### Selection
# New Author Rob MacKellar



## Parmenion (Sep 6, 2006)

http://www.robmackellar.com/
Ok not pinching anyone from this forum but I know some of you like your fantasy books (Duh!!) , this is the first author I have acted as agent for and his book is due out later this year (date to be confirmed)

Pop along to his site have a read of the sample of the book "Forged one" (title may change before publication)
It gets my thumbs up..again Duh!! like it wouldn't!! but seriously, Rob's work kept me reading all the way to the end (a good page turner) and I really enjoyed the book, in a genre where its easy to produce something thats just the same old story re hashed he has done really well to come up with some thing fresh and interesting.

No release date as yet but i would say before xmas, i will try and arrange for a copy to go in the comp section of this site closer to the date.
And anyone who like signed copies of books can get them direct from me, or my web store.

BTW if anyone is looking for a publisher drop me a line( parmenionbooks******.co.uk ) although Rob is my first author as agent, i have another who i should be allowed to post about very soon.


----------



## Brian G Turner (Sep 6, 2006)

Maybe it's better to make such announcements when actually published? 

Moved to the Press Release section anyway.


----------



## Parmenion (Sep 6, 2006)

Brian
Sorry! Wanted to get things moving with getting Robs name out there, there is quite a bit of infor and a sample of the book on the web site!
just to get people wanting more!


----------



## Parmenion (Jan 22, 2007)

Ok An update on this one: The book was uploaded to the printers this morning so should have a release date very very soon.
######
Direction A:
Answer these about the thread on Rob MacKellar's book:
(i) What title does the sample on the author's site carry, and what caution is attached to it?
(ii) To which section was the thread moved?
(iii) According to the Jan 22, 2007 post, what happened to the book that morning?
Direction B:
Extend the thread on Rob MacKellar's book, continuing after its final post.
### Recorded data
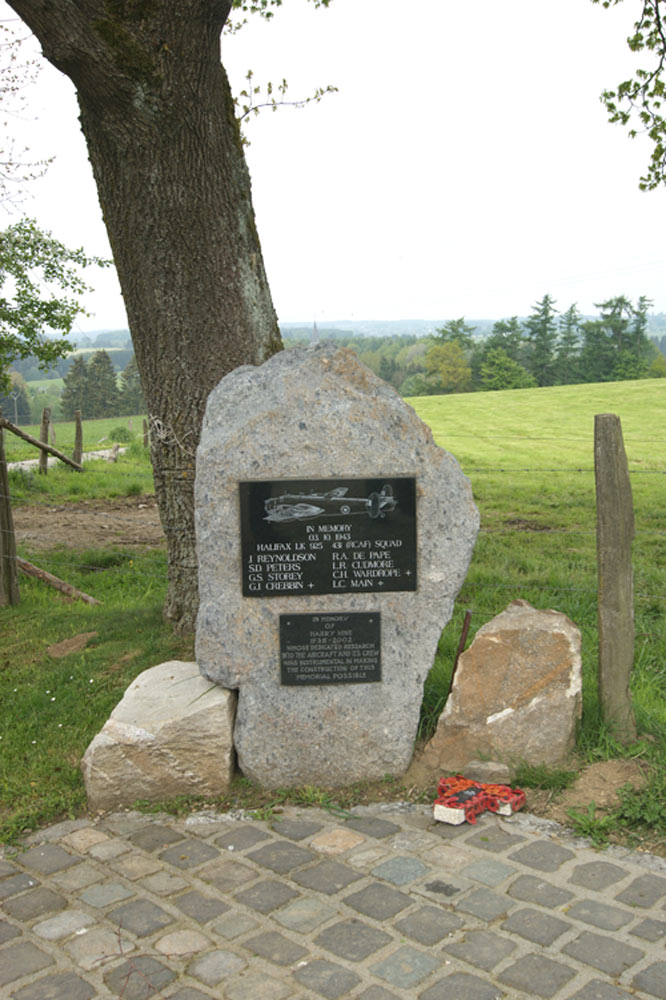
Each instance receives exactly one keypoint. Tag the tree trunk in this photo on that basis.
######
Final answer A:
(i) "Forged one"; the title may change before publication.
(ii) The Press Release section.
(iii) It was uploaded to the printers.

Final answer B:
----------



## Parmenion (Jan 23, 2007)

Synopsis
A fallen God known as The Black Flame had awoken. His invasion had begun. The leader of his knights, General Cornak led a massacre like nothing heard of before. They slaughtered seemingly at will, attacking outlying villages and smaller towns. This was why the wizard Hedrial first set out on his search for a piece of legend known as The Forged One. Leaving his apprentice with an old friend, Hedrial was never seen alive again.

The apprentice, Uthan, grew more and more adept in the ways of magic, finally learning his master was dead, yet his soul hadn't moved on. He decided to travel the same roads as his former master to find his soul and set The Forged One free. Those friends he travelled with began to grow concerned over how much magical ability he had shown in someone so young. Their fears grew as Uthan was called to see the mysterious Oracle of Barache. He was given gifts by the Oracle. Four elemental warriors, who would dwell inside him until needed; and a vision. A vision of the true invasion.

General Cornak and his human knights were only a small portion of the devastation that was planned for the Imperial realm. The Black Flame had another General, General Meligonn, poised and ready to launch a full scale war on not only the Imperial realm but also the entire world. Uthan's vision spurred him on, driving him harder to find the lost tortured soul of his master, free the Forged One and kill a fallen God.

With his friends, Uthan escaped a siege, fled from the unseen clutches of the Black Flame's soldiers in the Empire's capital city and out into the sweltering jungles of a place called The Demon realm, where The Black Flame waited.

Uthan will pay a price for his victory. The world can only hope it won't prove too high in the future.


----------



## Parmenion (Mar 3, 2007)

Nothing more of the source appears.